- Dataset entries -
■ ■ ■

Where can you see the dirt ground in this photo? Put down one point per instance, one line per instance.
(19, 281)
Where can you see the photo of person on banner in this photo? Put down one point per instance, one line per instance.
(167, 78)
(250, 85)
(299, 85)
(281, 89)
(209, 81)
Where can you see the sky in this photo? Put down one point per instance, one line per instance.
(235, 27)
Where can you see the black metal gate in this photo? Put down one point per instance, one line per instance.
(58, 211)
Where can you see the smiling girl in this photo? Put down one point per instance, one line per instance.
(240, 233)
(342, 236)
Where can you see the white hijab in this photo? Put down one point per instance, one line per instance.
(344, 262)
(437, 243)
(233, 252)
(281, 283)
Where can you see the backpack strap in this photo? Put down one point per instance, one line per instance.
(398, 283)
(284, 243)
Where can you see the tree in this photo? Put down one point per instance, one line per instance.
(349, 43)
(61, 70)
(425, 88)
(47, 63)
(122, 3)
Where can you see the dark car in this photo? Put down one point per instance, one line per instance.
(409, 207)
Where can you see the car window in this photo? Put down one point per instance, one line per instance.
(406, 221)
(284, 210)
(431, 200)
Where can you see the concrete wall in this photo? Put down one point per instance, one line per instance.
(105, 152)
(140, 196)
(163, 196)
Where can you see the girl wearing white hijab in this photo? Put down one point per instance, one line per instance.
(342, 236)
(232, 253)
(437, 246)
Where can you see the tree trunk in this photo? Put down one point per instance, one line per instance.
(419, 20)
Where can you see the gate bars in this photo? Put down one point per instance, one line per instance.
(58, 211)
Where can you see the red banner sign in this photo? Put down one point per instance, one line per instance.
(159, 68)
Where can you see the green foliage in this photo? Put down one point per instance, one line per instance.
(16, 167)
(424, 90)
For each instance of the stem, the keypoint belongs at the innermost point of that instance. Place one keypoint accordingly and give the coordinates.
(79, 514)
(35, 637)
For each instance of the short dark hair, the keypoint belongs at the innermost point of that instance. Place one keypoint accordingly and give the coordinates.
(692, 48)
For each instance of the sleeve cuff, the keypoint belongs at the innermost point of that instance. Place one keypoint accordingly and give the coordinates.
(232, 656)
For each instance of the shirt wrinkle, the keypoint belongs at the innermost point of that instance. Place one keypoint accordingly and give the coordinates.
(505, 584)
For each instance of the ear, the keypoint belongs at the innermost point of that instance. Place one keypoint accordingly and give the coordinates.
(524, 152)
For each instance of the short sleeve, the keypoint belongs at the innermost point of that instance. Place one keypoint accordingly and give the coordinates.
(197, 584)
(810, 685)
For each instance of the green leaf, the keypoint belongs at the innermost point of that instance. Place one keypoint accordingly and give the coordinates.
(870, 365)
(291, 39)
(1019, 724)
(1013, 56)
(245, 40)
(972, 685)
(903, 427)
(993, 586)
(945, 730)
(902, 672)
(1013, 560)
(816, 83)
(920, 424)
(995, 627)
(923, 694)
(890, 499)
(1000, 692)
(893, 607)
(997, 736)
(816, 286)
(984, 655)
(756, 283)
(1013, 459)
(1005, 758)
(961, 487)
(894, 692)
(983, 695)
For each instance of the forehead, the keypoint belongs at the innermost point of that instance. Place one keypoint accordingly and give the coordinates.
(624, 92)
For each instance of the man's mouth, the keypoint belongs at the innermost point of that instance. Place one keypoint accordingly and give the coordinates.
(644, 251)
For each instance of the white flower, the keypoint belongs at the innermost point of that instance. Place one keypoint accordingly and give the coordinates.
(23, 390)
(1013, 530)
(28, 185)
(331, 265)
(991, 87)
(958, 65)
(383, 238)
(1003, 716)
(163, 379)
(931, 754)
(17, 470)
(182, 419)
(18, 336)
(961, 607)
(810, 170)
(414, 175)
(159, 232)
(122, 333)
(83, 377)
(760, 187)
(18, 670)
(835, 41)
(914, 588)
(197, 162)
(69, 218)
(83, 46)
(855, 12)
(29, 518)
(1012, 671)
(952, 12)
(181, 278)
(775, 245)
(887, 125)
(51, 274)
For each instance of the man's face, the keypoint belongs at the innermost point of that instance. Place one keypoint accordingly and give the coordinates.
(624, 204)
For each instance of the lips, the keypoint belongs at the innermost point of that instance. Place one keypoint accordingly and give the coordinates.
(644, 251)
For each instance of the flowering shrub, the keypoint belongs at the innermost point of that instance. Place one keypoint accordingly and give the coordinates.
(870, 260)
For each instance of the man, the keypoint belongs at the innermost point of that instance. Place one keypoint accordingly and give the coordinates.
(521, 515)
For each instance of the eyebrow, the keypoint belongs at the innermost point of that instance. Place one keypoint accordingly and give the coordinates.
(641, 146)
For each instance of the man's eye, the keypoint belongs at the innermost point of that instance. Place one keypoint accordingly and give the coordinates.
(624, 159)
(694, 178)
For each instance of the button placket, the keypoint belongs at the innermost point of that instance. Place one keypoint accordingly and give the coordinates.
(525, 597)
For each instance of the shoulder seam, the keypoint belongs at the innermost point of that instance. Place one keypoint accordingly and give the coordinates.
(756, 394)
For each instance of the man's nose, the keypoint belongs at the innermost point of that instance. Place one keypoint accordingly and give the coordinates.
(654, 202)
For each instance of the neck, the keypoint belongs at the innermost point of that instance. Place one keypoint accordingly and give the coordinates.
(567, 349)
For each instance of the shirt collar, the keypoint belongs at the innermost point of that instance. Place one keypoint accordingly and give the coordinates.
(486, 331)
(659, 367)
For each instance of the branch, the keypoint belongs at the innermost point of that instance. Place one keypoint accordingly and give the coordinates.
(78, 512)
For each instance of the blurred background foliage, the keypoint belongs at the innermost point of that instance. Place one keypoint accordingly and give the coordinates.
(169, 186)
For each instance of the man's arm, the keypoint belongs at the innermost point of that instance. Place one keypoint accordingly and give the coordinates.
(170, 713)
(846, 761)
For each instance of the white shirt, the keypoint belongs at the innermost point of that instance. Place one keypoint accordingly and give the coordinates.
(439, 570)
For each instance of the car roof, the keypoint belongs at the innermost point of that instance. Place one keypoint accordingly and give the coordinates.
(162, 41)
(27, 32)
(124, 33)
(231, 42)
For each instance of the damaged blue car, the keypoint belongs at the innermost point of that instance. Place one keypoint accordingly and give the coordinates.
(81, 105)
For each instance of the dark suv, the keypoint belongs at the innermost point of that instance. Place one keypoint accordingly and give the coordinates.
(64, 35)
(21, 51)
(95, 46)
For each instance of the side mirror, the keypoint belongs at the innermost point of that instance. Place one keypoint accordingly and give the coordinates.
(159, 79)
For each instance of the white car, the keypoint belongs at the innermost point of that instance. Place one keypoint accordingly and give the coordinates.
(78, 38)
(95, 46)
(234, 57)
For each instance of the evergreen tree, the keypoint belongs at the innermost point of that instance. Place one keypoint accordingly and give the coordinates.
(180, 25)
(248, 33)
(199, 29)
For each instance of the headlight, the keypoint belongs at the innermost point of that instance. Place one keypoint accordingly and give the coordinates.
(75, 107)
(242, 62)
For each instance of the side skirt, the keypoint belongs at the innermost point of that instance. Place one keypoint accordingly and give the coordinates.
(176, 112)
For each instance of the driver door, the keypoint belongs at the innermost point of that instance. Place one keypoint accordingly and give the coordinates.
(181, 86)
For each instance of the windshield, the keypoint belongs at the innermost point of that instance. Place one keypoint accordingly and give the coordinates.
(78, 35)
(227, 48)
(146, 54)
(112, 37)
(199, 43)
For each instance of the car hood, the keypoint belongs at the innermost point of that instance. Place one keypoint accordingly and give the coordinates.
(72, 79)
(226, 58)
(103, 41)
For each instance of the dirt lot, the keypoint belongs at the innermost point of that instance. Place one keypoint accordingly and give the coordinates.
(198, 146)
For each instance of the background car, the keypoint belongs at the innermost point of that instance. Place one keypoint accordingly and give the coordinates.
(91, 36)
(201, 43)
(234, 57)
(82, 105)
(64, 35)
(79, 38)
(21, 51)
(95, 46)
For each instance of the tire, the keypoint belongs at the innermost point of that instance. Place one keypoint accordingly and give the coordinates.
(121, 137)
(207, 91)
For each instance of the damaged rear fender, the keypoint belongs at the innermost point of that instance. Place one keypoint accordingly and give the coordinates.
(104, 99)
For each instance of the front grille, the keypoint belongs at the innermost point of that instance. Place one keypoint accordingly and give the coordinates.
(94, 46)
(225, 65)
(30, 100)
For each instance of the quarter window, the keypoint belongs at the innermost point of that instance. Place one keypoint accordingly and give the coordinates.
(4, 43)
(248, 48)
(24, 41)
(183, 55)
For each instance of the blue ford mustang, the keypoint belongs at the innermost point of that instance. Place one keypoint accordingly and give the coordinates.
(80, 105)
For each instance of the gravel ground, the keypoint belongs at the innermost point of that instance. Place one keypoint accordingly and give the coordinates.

■ ■ ■

- Aim of the task -
With the entries above as the source, set down exactly the lines from the one holding "For each instance of the blue" through the last line, both ends included.

- Task output -
For each instance of the blue ford mustang, the keypoint belongs at the innermost point of that instance. Place one keypoint accordingly and give the coordinates.
(80, 105)
For each instance of the gravel ground, the keypoint belongs at the innermost point of that instance. Place one keypoint accordingly and give the coordinates.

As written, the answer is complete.